As for "I would like to know how the physics": that question is too broad to answer; I'd suggest that you get a book on Fourier optics and work through it by solving the exercise problems - you can ask for hints to solve the exercises here on Physics SE.

As for "coherent light": coherence of light and laser beams is often misunderstood, partially because there are different definitions of coherence, depending on what aspect of the light you're interested in. A laser beam has transversal coherence, which means that the light propagates as a beam. A laser typically also has longitudinal coherence, which is a measure for its wavelength bandwidth (or rather, the inverse of of its wavelength bandwidth).

Any filtering optics will not distinguish between a ray of light from a green laser or a ray of light from a green lightbulb. All you can do is trying to select for direction of the ray and wavelength of the ray.

□ □ □ □

▶ Task list:
**a)** In the excerpt on coherent light, what does it mean for a laser beam to have transversal coherence?
**b)** Copy out every line of the listing that contains the word "tree". Case counts.

□ □ □ □

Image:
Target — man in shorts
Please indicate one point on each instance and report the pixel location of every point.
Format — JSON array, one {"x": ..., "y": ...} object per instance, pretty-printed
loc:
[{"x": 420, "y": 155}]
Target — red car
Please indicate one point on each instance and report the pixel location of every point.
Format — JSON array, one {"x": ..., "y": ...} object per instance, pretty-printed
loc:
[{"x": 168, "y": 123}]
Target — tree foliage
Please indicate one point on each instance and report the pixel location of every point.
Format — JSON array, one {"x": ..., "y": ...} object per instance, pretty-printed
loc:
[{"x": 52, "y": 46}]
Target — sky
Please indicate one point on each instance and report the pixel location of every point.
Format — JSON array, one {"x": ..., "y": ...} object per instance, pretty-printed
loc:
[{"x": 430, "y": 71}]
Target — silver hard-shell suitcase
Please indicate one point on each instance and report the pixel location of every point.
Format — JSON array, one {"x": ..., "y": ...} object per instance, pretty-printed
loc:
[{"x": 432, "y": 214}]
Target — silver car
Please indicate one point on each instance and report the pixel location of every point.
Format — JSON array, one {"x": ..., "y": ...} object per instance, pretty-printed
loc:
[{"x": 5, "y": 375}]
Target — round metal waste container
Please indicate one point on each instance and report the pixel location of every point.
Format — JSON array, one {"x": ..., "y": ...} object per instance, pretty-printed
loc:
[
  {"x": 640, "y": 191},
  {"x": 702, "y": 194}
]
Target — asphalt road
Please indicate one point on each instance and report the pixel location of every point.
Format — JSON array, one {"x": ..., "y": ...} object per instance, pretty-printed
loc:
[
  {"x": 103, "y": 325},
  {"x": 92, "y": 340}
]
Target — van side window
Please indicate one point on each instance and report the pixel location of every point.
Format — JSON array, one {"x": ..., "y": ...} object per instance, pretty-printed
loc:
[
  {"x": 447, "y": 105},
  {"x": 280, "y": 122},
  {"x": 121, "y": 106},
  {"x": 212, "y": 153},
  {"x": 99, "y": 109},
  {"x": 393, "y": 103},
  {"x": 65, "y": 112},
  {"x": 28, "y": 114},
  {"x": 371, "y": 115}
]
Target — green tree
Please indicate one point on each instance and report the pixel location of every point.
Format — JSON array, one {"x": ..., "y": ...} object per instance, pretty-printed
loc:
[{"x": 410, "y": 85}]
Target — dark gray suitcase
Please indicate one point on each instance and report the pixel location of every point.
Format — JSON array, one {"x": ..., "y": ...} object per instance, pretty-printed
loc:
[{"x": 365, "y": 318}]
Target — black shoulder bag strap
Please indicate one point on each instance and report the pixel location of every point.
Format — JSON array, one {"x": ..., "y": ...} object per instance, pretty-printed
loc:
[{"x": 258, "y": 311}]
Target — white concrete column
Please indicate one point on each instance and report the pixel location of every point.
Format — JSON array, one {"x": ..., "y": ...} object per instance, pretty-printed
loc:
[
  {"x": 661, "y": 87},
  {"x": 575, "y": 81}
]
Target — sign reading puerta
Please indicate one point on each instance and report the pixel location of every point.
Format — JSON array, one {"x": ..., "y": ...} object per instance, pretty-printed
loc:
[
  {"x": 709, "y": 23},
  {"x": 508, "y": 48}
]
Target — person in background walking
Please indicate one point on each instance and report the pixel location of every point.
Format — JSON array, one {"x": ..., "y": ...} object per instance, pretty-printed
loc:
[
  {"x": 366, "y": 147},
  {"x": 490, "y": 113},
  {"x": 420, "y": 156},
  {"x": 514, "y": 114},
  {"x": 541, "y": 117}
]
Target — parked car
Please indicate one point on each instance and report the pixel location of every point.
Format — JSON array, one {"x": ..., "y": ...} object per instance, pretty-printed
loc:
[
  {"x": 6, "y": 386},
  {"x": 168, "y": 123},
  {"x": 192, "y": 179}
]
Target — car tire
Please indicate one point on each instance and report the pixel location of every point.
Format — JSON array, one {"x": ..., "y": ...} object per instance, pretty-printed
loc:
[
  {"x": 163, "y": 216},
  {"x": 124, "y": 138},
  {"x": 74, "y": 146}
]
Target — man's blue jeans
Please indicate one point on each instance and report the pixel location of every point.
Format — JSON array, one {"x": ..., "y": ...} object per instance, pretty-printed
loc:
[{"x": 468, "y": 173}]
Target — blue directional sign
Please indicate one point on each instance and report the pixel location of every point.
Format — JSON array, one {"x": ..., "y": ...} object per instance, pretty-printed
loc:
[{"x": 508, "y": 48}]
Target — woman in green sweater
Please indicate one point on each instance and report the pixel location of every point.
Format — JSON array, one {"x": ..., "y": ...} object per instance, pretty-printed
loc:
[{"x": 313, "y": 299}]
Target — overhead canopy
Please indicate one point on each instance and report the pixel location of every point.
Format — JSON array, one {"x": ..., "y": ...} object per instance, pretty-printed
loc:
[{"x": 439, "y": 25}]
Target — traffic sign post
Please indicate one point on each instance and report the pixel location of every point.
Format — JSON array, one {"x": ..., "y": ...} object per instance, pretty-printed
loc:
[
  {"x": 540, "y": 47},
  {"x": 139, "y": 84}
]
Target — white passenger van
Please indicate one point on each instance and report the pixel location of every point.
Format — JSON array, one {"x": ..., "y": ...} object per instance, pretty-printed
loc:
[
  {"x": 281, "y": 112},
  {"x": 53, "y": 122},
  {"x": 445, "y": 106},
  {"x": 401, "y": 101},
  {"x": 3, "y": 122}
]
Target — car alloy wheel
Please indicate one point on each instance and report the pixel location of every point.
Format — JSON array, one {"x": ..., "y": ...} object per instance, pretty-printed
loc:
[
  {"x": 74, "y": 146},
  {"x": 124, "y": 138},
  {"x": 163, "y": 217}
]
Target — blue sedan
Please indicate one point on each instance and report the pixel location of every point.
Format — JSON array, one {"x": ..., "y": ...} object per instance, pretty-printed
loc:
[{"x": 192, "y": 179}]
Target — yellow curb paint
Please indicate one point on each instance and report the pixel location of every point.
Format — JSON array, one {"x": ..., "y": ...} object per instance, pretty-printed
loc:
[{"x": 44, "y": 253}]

□ □ □ □

▶ Response list:
**a)** The light propagates as a beam.

**b)**
Target — tree foliage
Target — green tree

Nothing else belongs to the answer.